India vs England: 1st T20

Perhaps total indifference is an unreasonable response to England finally winning a game on the tour of India, but with the BBC deciding not to broadcast the game on Radio 4 LW, and the pressing matter of a flat tyre to sort out before heading to a meeting, this one couldn’t have passed me by more completely if it had been played on the moon.

Apparently England bowled well.  Apparently they batted well too.  But like the tree in the forest, if it’s not been witnessed who knows if it really happened.  It’s not being dismissive of the game itself or the efforts involved, but cricket is so low key with England these days that I didn’t even remember the game was on until it was referenced in the news as I was driving along.  That’s not meant to be a boast, for the implied virtue signalling of pretending ignorance of something only lesser types pay attention to is far too prevalent these days.  In fact it’s just the opposite, it’s rather troubling that I didn’t realise.

It’s been said often enough that T20 is something of a McDonalds Value Meal, enjoyable at the time, but not something to live long in the memory, and that’s part of its very appeal in some respects.  The World T20 is exactly what a cricket tournament should be, short, sharp, entertaining and with hazard throughout for all the teams.  The Big Bash too has been good to watch, and even at the end the Australian coach’s delightfully crass comments made the whole thing grab attention.

But like that Big Mac Meal (free vouchers for the mention from McDonalds UK are welcome) you aren’t worried at all if you’ve gone without (Ah, there go the vouchers), and the same applies to today.  Tymal Mills bowled very fast it seems, and Moeen Ali and Ben Stokes bowled very well.  Eoin Morgan once again made a few journalists push back their calls for his execution for another day, and England cruised home.

Well played all.  What a pity I can’t think of much else to say.  No, truly it is.  Some will say that’s my problem and no one else’s, and you know what, they are probably right.


47 thoughts on “India vs England: 1st T20

  1. man in a barrel Jan 26, 2017 / 6:50 pm

    There was an amusing part when Root was bowled twice in 2 balls by Bumrah – once off a no ball and once off the “free hit” delivery. Jason Roy and Sam Billings got off to a very speedy start (36 in 3 overs)and, although they were pegged back by the leggie Chahal taking both of their wickets in one over, it was too small a target to be defended. It was unfortunate that Bumrah keeps bowling no balls but, by then, it was way too late. England were always cruising.

* Dataset section

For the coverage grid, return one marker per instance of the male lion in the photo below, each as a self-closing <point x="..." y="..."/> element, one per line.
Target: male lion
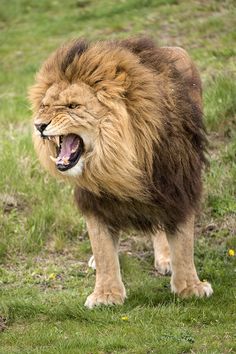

* Requirements
1) List every player that the author of the piece on India vs England names before the reader comments begin.
2) Write the next part of the piece on India vs England, starting after its last sentence.
The listing above is separate from the piece on India vs England.

* Results of the exercise
1) Tymal Mills, Moeen Ali, Ben Stokes, Eoin Morgan

2)
    Didn’t catch much of the Indian innings but they never seemed to come to terms with the pitch. Dhoni looked very subdued.


  2. "IronBalls" McGinty Jan 26, 2017 / 6:56 pm

    Missed it too, but, reading the reports a great game for England and the much malaligned Morgan. How much, I wonder, is the English short form game missing the proper, and experienced, leadership of Alistair Cook right now? Probably not one iota I would posit?
    It’s such a shame, that this game, much beloved of the instantly gratified, of which, I am one, from time to time, is hidden away from the average Joe!


  3. SimonH Jan 26, 2017 / 7:12 pm

    England outplayed India in every department. England have done better on the last two pitches with a bit of life in them – perhaps those draft emails Comma has saved for the CT pitches might need a bit of amending away from the “give us an absolute road or we’ll bankrupt you” that they currently contain (allegedly).

    India don’t have a good record in home T20Is. They’ve lost more than they’ve won this decade (W8 L9). In bilateral T20Is, they’re even worse. SA beat them 2-0 in their last series – they chased down 200 in the first game and bowled India out for under a hundred in the second. England won the T20I series on the last India tour – as I’m sure we all, er, remember….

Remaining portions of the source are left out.